Preguntas del material
1. Copia sin cambios el pasaje del reportaje sobre alumnos mal diagnosticados que empieza con las palabras que contienen "El número de" y termina con "Matías Concha P.".
2. Escribe la continuación del reportaje sobre Evelyn y los alumnos mal diagnosticados, a partir de su última oración.

Fragmento del documento
# # # # #
Evelyn y Jonathan: Mi vida como alumno zombi

El número de alumnos mal diagnosticados en establecimientos para niños con discapacidad mental es desconocido. Ningún organismo cuenta con el dato. Acá sus historias no bastan para revelar las condiciones de descuido y dejadez al interior de las aulas: rezago escolar, pastillas y alumnos “zombis”.

Matías Concha P.

Evelyn (17) se mueve como si algo le doliera, se frota las manos, mira al cielo. Aunque había jurado no volver a recordar el pasado, decidió contarnos su historia, pero hacerlo no es fácil. “En esa escuela había cabros que no sabían leer, que les costaba pronunciar las palabras, las sílabas, pero también había otros que me parecían súper peligrosos. Algunos creían que estaban en la cárcel; otros, sin sus pastillas, se volvían locos, les pegaban a las tías, meaban la sala, les tiraban pollos a los que eran autistas”, cuenta sobre su largo paso de 5 años en una escuela especial para niños y jóvenes con déficit intelectual.
# # # # #
Datos proporcionados
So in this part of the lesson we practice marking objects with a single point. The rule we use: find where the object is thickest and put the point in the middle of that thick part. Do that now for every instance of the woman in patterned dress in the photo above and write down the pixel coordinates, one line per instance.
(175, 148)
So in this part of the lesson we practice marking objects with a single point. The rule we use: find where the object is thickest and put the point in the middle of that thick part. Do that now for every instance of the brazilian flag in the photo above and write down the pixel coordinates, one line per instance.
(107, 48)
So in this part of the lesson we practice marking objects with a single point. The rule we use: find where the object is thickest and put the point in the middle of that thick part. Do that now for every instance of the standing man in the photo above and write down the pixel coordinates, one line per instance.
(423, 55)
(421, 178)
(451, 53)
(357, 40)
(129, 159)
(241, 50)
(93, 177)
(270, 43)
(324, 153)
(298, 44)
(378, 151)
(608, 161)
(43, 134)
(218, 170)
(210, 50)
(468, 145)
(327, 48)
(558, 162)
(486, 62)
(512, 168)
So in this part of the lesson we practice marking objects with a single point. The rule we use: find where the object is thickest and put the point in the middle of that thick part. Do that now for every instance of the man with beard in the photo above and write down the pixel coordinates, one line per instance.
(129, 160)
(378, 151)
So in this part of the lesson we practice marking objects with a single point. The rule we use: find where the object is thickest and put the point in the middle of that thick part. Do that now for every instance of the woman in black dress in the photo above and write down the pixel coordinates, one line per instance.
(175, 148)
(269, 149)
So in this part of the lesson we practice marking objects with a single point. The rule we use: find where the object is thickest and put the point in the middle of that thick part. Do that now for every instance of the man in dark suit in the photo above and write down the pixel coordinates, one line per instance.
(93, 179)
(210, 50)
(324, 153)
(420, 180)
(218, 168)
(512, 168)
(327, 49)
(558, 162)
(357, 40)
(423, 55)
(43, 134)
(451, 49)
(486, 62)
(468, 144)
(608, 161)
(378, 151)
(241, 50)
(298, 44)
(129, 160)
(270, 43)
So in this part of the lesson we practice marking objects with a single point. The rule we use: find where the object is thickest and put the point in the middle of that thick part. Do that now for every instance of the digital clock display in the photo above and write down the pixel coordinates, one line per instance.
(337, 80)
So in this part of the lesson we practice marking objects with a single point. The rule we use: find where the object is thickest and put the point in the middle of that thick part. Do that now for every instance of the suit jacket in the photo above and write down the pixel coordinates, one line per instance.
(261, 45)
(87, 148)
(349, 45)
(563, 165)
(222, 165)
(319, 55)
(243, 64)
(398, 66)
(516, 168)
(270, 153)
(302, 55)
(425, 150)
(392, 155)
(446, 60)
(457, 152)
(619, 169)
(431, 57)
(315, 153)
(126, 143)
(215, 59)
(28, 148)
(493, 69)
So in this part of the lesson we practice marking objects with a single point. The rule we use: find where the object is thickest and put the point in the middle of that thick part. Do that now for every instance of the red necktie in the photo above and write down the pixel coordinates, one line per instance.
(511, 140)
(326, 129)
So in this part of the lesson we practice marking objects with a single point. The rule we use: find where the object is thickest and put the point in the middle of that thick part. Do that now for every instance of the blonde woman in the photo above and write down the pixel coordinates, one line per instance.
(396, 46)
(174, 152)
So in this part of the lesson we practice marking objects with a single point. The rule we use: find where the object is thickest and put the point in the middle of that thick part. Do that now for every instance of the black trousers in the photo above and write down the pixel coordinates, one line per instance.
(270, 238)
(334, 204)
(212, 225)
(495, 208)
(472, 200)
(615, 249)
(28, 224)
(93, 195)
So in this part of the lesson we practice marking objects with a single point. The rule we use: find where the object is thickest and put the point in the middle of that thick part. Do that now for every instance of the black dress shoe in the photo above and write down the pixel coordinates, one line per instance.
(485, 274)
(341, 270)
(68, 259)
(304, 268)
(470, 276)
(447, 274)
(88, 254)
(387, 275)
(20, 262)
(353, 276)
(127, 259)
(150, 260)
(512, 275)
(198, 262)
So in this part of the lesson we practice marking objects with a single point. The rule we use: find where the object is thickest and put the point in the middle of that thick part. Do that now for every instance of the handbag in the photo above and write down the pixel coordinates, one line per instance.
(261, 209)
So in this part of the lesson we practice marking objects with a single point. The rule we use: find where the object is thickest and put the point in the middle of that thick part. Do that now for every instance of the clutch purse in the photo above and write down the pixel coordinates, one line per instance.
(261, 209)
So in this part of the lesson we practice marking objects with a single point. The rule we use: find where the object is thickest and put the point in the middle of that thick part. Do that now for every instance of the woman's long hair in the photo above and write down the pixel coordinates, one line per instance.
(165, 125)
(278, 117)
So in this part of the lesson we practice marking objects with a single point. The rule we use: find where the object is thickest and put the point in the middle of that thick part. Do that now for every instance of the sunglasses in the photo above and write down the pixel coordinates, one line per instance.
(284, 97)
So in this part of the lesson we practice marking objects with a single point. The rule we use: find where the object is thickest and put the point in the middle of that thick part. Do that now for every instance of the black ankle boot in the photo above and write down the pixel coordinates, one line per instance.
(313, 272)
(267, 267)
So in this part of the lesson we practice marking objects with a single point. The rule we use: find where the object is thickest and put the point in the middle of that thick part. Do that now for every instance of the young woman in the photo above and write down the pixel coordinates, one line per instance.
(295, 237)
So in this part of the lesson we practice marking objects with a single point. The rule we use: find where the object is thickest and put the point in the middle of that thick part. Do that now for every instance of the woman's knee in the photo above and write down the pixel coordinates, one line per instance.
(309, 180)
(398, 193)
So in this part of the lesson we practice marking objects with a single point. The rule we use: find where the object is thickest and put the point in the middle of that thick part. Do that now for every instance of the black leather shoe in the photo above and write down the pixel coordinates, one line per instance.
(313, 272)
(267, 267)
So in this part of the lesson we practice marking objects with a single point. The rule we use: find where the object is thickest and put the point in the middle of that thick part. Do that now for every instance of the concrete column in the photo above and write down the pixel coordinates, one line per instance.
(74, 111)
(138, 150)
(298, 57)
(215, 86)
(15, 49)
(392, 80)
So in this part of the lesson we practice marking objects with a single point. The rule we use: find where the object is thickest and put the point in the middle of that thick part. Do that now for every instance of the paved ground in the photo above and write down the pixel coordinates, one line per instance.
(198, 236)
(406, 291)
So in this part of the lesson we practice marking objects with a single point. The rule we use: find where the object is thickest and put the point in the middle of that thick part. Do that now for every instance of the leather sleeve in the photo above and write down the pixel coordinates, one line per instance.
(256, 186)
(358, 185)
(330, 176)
# # # # #
Respuestas
1.
El número de alumnos mal diagnosticados en establecimientos para niños con discapacidad mental es desconocido. Ningún organismo cuenta con el dato. Acá sus historias no bastan para revelar las condiciones de descuido y dejadez al interior de las aulas: rezago escolar, pastillas y alumnos “zombis”.

Matías Concha P.

2.
Evelyn dejó de ir a una escuela regular en segundo básico, cuando la diagnosticaron un trastorno leve de aprendizaje. “Era floja, pero sólo me costaba leer”, explica. Su mamá asegura que nunca le entregaron un informe que respaldara el diagnóstico. Y como los colegios no aceptaban a niños repitentes, fue derivada a una escuela especial. Tenía 10 años. “Me metieron a un curso donde había niños muy complicados: uno trató de quemar la sala, otros pateaban a las profes, algunos se cortaban; para mí era como estar en un manicomio. Aunque también había chiquillos más normales, cabros que eran inquietos no más”.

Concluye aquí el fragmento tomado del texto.